• _Requirement_:
Convert each line of the listing below into one string in a JSON list, skipping blank lines and leaving out the pictures.

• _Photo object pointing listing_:
## begin

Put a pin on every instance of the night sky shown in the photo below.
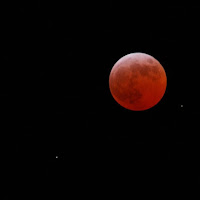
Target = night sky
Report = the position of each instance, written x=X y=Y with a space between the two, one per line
x=63 y=134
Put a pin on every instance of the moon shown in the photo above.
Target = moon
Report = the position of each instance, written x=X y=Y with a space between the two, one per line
x=137 y=81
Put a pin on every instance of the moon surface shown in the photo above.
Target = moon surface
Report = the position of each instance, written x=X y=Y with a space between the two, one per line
x=137 y=81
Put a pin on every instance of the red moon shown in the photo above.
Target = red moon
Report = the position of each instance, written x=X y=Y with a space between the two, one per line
x=137 y=81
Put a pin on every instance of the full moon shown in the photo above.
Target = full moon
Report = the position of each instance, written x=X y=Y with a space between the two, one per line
x=137 y=81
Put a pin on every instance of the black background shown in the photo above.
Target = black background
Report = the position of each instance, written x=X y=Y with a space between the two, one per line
x=55 y=101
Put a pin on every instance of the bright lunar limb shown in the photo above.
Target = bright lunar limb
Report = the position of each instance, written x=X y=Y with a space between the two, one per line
x=137 y=81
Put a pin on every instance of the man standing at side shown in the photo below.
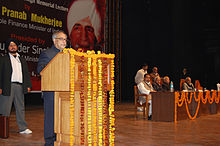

## end

• _Result of the exercise_:
[
  "Put a pin on every instance of the night sky shown in the photo below.",
  "Target = night sky",
  "Report = the position of each instance, written x=X y=Y with a space between the two, one per line",
  "x=63 y=134",
  "Put a pin on every instance of the moon shown in the photo above.",
  "Target = moon",
  "Report = the position of each instance, written x=X y=Y with a space between the two, one per line",
  "x=137 y=81",
  "Put a pin on every instance of the moon surface shown in the photo above.",
  "Target = moon surface",
  "Report = the position of each instance, written x=X y=Y with a space between the two, one per line",
  "x=137 y=81",
  "Put a pin on every instance of the red moon shown in the photo above.",
  "Target = red moon",
  "Report = the position of each instance, written x=X y=Y with a space between the two, one per line",
  "x=137 y=81",
  "Put a pin on every instance of the full moon shown in the photo above.",
  "Target = full moon",
  "Report = the position of each instance, written x=X y=Y with a space between the two, one per line",
  "x=137 y=81",
  "Put a pin on every instance of the black background shown in the photo above.",
  "Target = black background",
  "Report = the position of each instance, written x=X y=Y with a space between the two, one per line",
  "x=55 y=101",
  "Put a pin on every instance of the bright lunar limb shown in the photo above.",
  "Target = bright lunar limb",
  "Report = the position of each instance, written x=X y=Y with a space between the two, one per line",
  "x=137 y=81",
  "Put a pin on every instance of the man standing at side shown in the photo below."
]